* [INPUT ROWS]
————
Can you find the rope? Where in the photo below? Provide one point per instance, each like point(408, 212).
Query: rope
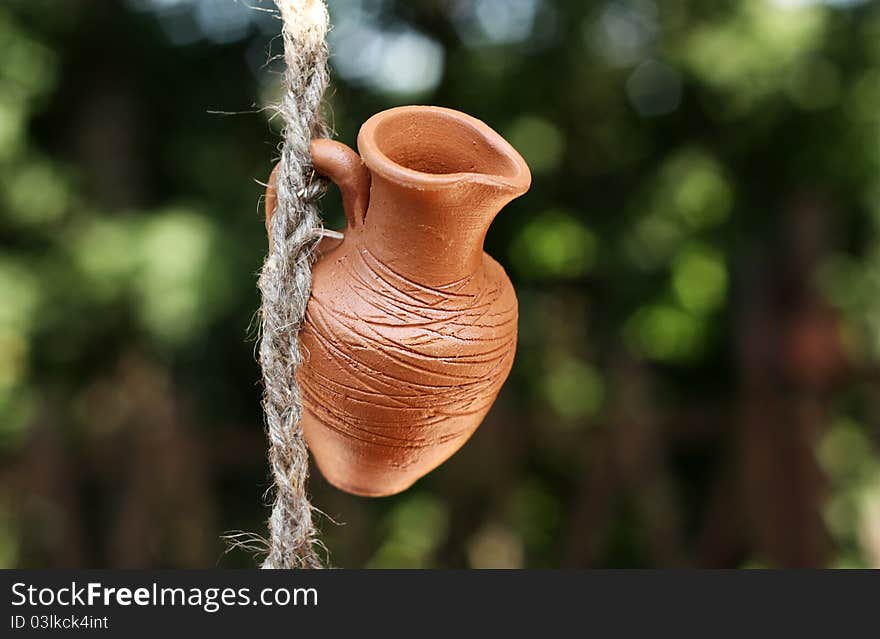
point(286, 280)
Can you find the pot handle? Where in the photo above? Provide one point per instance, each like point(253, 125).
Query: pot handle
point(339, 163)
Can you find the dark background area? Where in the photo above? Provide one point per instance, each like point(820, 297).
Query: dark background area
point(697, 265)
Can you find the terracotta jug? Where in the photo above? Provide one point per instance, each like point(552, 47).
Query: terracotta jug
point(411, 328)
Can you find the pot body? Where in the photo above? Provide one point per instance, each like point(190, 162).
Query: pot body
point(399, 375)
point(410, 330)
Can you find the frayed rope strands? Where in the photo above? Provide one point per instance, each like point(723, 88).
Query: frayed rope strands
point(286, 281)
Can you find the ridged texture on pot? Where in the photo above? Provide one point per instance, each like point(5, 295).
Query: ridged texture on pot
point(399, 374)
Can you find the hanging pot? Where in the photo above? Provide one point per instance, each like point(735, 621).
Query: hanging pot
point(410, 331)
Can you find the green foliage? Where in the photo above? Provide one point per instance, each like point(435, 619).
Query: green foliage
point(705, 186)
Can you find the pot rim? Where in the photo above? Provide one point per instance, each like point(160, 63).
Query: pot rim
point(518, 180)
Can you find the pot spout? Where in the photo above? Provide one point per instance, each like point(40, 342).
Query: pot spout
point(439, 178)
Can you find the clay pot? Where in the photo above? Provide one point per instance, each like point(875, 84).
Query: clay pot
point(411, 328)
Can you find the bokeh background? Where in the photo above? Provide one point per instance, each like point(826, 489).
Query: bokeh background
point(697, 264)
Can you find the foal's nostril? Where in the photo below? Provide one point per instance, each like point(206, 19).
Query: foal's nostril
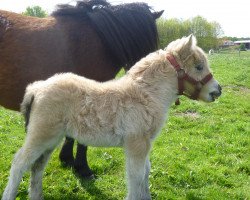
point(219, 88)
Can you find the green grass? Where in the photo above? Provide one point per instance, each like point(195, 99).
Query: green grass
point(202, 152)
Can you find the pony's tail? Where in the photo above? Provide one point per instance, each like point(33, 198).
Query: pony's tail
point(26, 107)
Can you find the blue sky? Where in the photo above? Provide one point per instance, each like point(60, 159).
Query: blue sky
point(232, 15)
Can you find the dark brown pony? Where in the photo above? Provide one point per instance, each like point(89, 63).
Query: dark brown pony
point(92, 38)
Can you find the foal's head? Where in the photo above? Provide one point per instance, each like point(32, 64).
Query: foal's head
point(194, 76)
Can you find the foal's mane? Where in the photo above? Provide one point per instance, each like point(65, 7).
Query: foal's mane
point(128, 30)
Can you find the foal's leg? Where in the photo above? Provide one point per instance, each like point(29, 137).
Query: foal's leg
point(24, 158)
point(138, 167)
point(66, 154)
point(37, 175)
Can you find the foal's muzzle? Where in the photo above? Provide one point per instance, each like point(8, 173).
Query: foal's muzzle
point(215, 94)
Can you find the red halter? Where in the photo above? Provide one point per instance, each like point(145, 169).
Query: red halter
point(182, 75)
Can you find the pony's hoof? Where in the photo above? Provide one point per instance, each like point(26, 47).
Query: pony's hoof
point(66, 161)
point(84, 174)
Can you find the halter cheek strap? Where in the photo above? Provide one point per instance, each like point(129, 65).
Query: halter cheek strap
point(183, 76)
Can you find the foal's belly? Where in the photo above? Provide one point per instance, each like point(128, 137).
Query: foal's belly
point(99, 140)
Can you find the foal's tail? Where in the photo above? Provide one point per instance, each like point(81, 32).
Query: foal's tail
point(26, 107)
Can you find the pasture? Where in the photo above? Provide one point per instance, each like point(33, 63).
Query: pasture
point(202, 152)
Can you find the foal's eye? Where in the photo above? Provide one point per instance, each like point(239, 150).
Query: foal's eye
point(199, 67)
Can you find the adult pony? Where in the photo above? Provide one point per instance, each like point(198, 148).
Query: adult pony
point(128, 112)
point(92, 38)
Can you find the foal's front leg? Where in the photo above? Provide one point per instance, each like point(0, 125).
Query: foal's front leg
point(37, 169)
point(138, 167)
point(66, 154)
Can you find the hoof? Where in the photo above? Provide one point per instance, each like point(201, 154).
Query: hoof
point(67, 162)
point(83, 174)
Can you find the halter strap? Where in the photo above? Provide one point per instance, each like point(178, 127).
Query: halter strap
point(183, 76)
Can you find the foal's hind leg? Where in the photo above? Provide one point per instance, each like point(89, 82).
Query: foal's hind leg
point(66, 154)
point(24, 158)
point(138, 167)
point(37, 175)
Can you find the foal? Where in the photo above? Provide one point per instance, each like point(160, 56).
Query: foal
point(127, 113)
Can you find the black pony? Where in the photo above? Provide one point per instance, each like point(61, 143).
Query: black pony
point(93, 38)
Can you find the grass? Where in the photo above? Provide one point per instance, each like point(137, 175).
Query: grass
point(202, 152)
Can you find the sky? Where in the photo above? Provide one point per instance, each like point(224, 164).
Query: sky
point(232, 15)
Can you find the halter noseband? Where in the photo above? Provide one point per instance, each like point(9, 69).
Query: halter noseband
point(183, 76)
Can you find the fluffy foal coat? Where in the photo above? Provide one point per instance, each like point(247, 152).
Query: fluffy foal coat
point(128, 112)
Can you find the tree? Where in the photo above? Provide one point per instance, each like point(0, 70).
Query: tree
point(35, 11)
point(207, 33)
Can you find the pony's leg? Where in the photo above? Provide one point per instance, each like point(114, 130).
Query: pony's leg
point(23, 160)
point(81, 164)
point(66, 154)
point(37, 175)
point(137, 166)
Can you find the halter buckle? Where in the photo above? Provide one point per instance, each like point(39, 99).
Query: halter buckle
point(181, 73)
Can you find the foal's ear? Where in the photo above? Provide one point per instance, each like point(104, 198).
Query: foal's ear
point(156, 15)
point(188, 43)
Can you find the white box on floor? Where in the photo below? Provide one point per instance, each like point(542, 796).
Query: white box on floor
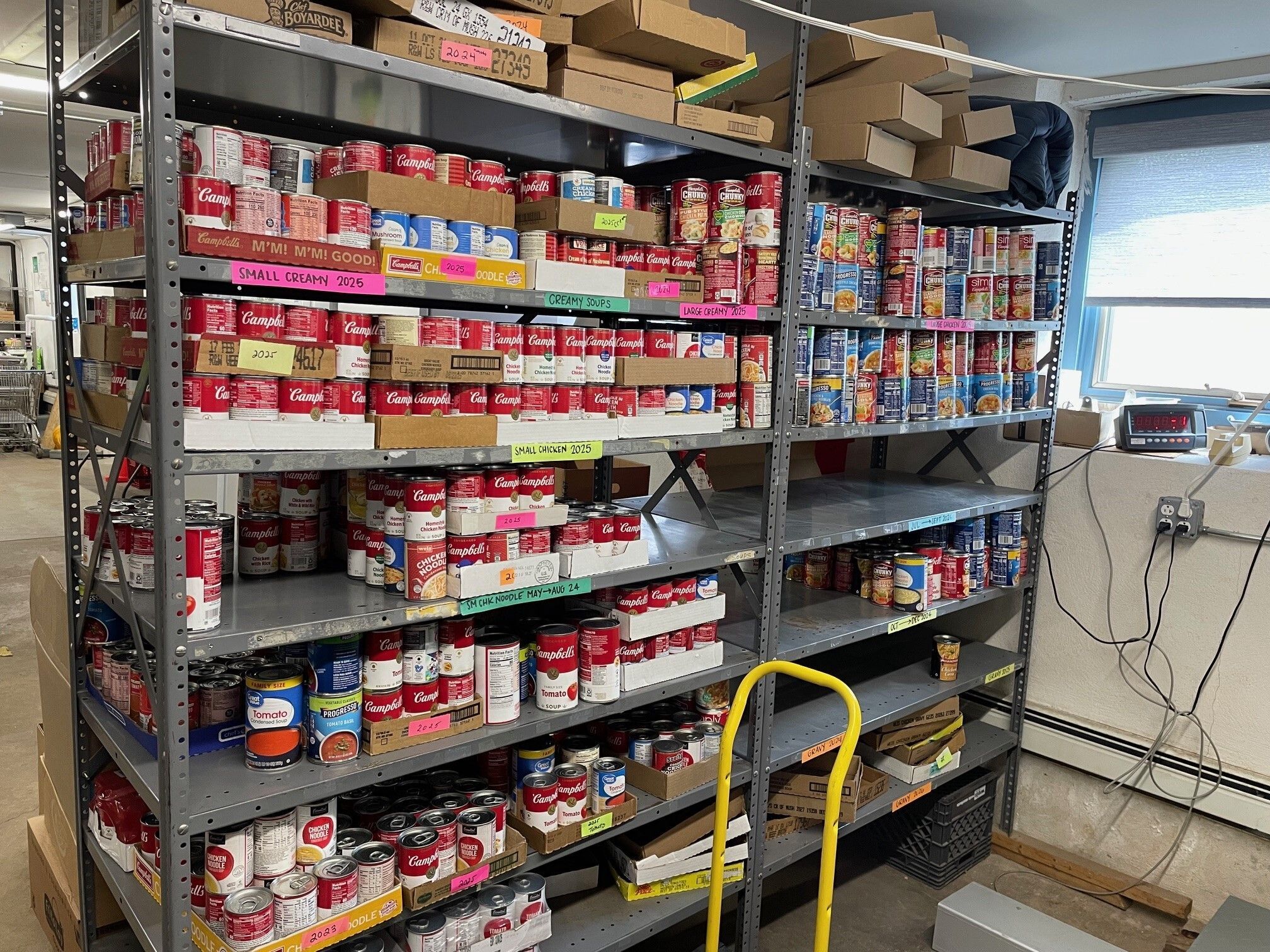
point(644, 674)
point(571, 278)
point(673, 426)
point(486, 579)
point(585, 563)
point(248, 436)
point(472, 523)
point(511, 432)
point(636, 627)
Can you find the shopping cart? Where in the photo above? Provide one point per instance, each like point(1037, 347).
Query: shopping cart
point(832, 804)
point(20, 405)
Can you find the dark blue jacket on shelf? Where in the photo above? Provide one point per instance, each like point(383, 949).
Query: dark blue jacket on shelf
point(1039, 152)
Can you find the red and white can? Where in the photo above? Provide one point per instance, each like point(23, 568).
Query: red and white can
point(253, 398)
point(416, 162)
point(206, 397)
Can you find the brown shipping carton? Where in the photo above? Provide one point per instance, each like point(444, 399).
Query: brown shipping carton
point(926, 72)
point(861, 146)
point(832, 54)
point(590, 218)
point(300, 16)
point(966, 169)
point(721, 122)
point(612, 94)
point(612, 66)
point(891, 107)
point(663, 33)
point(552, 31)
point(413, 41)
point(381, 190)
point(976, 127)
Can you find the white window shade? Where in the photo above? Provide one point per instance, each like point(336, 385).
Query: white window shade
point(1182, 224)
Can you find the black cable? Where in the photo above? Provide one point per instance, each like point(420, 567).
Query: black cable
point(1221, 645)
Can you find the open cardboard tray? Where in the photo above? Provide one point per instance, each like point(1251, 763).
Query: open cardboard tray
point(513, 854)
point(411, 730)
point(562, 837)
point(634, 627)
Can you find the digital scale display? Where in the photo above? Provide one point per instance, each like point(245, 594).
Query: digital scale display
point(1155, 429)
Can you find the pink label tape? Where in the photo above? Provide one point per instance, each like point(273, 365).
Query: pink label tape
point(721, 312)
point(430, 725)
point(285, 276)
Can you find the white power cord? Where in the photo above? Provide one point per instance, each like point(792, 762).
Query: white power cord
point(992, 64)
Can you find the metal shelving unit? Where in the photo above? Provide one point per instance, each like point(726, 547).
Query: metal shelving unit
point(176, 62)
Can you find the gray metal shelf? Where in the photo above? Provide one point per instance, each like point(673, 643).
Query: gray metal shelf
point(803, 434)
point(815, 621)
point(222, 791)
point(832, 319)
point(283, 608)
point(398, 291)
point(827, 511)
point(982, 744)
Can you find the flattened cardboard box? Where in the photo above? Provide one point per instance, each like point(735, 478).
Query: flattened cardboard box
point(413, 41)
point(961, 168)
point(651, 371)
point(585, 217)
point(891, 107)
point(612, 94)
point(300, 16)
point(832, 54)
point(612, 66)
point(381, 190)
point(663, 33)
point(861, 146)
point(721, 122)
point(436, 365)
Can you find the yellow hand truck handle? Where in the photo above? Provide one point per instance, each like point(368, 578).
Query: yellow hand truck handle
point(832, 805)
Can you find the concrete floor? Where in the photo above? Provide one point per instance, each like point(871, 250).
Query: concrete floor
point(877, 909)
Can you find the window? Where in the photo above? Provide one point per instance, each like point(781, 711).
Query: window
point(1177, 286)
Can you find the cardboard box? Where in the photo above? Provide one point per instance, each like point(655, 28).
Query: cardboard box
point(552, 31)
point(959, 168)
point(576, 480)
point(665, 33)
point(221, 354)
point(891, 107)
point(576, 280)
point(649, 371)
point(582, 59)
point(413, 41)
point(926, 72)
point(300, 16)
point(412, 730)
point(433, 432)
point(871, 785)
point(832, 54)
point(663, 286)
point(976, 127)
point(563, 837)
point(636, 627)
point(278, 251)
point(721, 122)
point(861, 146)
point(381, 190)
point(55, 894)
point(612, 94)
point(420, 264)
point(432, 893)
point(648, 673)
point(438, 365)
————
* [EXERCISE]
Reproduce the records from the start through the line containing "point(286, 281)", requests included. Scale each answer point's coordinates by 0.85 and round to whole numbers with halves rounded up, but leave the requests and their sample points unchanged and omit the pictures.

* [SOLVED EXERCISE]
Can you find the rope? Where in the photo below? Provide one point per instance, each like point(408, 212).
Query: rope
point(243, 238)
Can you find the pot handle? Where in the photo above? Provide one point per instance, each like point(253, 125).
Query: pot handle
point(288, 139)
Can you find the dark background area? Where in the photo above? Provide one point per instance, each like point(820, 297).
Query: dark background area
point(592, 225)
Can you find the terracotta jug? Where in the photo above? Provide one point per instance, each like point(552, 47).
Query: terracotta jug
point(349, 279)
Can you find the pot body? Where in the photo above? Provide one point per instance, each like point(190, 162).
Query: pot body
point(339, 319)
point(349, 281)
Can you find the frayed rope strands? Where in the photo above? Provide one point per instance, each like point(723, 88).
Query: frayed rope strands
point(243, 239)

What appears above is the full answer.